> _Directions for this task_
Show each line of the entries below that contains the word "white". Case counts.

> _Saved data entries_
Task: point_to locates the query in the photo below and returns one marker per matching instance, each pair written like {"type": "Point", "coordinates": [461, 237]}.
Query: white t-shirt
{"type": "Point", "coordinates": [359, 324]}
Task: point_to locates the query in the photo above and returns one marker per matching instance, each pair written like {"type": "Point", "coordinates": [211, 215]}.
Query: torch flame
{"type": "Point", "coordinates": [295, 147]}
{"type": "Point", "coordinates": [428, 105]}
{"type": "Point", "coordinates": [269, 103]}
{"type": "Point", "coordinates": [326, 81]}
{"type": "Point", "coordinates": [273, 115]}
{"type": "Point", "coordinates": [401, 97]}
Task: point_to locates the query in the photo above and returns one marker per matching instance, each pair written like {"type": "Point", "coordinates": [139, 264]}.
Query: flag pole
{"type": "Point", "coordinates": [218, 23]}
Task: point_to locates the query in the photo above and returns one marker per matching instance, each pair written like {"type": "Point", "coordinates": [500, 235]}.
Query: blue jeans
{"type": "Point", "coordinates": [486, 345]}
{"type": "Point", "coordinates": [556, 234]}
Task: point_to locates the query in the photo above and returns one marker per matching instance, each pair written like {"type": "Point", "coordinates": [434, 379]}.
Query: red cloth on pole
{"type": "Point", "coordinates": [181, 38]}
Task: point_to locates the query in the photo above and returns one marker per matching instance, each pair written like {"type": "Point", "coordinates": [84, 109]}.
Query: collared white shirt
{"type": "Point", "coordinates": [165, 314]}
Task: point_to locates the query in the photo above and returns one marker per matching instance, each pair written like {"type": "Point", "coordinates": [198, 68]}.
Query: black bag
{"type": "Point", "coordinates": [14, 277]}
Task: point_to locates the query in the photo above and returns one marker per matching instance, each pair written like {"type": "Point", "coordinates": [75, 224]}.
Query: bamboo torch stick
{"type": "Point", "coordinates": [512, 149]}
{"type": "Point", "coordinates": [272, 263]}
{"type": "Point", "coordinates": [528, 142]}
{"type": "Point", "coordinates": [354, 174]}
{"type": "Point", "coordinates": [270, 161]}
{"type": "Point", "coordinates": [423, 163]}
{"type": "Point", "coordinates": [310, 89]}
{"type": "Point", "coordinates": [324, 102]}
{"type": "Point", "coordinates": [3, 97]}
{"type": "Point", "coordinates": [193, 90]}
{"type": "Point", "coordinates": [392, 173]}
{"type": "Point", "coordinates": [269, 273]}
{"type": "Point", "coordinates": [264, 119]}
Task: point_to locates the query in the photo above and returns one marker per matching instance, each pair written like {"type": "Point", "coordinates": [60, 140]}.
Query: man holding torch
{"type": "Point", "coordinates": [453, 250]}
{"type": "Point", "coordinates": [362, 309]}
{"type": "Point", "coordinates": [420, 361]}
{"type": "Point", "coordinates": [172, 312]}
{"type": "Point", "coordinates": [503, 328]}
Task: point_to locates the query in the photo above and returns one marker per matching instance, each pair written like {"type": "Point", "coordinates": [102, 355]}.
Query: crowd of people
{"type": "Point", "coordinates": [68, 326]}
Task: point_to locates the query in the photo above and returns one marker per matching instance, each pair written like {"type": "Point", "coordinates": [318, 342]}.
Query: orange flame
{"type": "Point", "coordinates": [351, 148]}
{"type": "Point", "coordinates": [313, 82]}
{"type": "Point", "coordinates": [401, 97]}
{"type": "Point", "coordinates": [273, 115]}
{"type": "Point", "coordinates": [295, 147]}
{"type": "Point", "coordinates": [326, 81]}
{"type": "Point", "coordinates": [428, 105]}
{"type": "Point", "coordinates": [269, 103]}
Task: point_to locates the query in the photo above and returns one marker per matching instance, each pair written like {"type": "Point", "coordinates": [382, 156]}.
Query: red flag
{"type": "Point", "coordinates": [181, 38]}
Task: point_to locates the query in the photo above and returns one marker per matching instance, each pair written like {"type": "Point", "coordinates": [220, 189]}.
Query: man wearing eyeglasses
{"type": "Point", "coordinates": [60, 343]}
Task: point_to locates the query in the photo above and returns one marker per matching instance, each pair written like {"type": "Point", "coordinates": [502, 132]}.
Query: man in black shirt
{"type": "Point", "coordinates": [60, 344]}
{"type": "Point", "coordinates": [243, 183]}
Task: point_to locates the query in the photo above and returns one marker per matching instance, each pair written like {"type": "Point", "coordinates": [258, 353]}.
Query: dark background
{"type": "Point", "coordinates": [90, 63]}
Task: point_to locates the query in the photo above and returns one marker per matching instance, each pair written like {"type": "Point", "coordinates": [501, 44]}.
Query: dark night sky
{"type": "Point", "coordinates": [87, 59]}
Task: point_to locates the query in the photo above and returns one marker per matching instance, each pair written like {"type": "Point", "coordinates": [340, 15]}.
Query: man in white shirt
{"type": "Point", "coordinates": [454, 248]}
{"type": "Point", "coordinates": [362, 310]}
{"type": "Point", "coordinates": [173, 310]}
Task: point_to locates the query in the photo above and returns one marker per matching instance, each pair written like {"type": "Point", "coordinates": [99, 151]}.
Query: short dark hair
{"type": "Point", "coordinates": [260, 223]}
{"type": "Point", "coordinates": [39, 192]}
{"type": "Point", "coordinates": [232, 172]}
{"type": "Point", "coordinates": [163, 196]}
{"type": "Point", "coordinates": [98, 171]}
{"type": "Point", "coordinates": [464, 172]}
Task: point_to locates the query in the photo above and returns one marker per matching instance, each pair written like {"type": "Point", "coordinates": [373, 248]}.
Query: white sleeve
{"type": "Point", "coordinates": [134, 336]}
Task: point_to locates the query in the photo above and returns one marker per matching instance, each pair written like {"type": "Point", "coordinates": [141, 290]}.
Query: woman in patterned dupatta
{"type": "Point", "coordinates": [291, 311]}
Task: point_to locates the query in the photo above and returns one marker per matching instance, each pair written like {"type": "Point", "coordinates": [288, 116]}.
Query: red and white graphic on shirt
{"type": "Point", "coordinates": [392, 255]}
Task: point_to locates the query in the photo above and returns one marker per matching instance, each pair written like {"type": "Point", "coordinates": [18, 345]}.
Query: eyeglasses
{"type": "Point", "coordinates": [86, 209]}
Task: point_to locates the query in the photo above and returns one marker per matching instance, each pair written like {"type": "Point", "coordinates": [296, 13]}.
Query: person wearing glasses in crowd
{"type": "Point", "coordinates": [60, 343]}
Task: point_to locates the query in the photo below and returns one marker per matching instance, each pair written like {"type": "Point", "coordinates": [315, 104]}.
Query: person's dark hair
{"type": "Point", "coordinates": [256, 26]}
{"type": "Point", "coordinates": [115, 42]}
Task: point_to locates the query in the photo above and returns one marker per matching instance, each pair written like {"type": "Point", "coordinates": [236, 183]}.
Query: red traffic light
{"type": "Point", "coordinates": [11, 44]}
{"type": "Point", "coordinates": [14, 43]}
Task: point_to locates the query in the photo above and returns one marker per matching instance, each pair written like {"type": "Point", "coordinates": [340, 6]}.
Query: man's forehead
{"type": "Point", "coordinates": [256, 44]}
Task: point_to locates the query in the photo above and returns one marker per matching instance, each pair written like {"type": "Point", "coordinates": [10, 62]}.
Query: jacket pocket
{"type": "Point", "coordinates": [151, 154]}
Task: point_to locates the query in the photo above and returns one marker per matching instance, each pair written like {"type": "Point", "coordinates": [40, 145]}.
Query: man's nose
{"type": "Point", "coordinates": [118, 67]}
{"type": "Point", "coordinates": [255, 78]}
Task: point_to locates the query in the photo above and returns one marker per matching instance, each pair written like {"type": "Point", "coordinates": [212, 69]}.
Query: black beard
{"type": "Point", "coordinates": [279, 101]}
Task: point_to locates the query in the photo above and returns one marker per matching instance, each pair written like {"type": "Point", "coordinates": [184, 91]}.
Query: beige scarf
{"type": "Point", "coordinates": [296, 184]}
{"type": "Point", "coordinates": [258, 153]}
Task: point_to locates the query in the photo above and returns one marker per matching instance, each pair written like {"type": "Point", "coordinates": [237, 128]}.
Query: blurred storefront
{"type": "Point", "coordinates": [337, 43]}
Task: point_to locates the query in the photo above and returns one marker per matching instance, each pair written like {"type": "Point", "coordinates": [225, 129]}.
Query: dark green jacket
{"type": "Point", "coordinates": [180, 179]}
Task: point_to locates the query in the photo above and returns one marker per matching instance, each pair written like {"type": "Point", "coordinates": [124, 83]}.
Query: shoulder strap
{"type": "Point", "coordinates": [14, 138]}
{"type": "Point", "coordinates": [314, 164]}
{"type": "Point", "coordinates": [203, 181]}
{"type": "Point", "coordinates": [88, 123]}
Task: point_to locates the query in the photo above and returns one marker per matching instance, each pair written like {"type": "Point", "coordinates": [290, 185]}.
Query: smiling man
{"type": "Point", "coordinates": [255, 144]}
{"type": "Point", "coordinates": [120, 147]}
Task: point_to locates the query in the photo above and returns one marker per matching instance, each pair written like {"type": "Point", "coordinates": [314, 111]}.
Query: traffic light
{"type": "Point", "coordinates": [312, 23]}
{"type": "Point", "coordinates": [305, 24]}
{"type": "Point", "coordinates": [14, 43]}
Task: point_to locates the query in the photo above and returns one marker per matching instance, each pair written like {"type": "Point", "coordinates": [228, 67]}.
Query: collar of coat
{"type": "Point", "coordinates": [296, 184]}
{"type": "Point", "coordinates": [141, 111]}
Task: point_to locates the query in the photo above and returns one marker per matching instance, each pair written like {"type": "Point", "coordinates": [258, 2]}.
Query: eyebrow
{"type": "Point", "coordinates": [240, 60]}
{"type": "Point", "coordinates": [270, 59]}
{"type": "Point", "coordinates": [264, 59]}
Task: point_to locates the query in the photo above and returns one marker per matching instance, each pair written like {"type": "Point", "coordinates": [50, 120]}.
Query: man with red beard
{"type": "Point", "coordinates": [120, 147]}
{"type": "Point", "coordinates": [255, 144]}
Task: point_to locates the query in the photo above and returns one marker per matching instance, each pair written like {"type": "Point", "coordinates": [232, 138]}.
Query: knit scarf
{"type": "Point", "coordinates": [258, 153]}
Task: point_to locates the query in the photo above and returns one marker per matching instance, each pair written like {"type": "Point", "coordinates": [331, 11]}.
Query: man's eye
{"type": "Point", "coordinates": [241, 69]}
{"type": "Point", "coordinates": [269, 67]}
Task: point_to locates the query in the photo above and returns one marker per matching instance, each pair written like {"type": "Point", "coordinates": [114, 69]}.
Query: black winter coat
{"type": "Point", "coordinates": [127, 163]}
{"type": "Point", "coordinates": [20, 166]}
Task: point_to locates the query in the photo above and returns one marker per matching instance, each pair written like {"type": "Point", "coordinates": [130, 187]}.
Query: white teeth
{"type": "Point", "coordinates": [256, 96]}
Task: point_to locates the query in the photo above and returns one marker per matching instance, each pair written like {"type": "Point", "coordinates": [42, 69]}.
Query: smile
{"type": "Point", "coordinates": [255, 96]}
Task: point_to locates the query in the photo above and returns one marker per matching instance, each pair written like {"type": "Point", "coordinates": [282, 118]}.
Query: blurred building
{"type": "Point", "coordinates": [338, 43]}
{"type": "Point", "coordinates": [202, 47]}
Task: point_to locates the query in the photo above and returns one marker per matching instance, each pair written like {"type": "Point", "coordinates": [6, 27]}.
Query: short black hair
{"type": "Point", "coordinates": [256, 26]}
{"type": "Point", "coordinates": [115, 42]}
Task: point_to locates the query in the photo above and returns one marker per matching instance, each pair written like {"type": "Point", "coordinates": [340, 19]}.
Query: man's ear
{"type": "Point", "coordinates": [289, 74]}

> _The result_
Query: white t-shirt
Query: collared white shirt
Query: man in white shirt
Query: white sleeve
Query: red and white graphic on shirt
Query: white teeth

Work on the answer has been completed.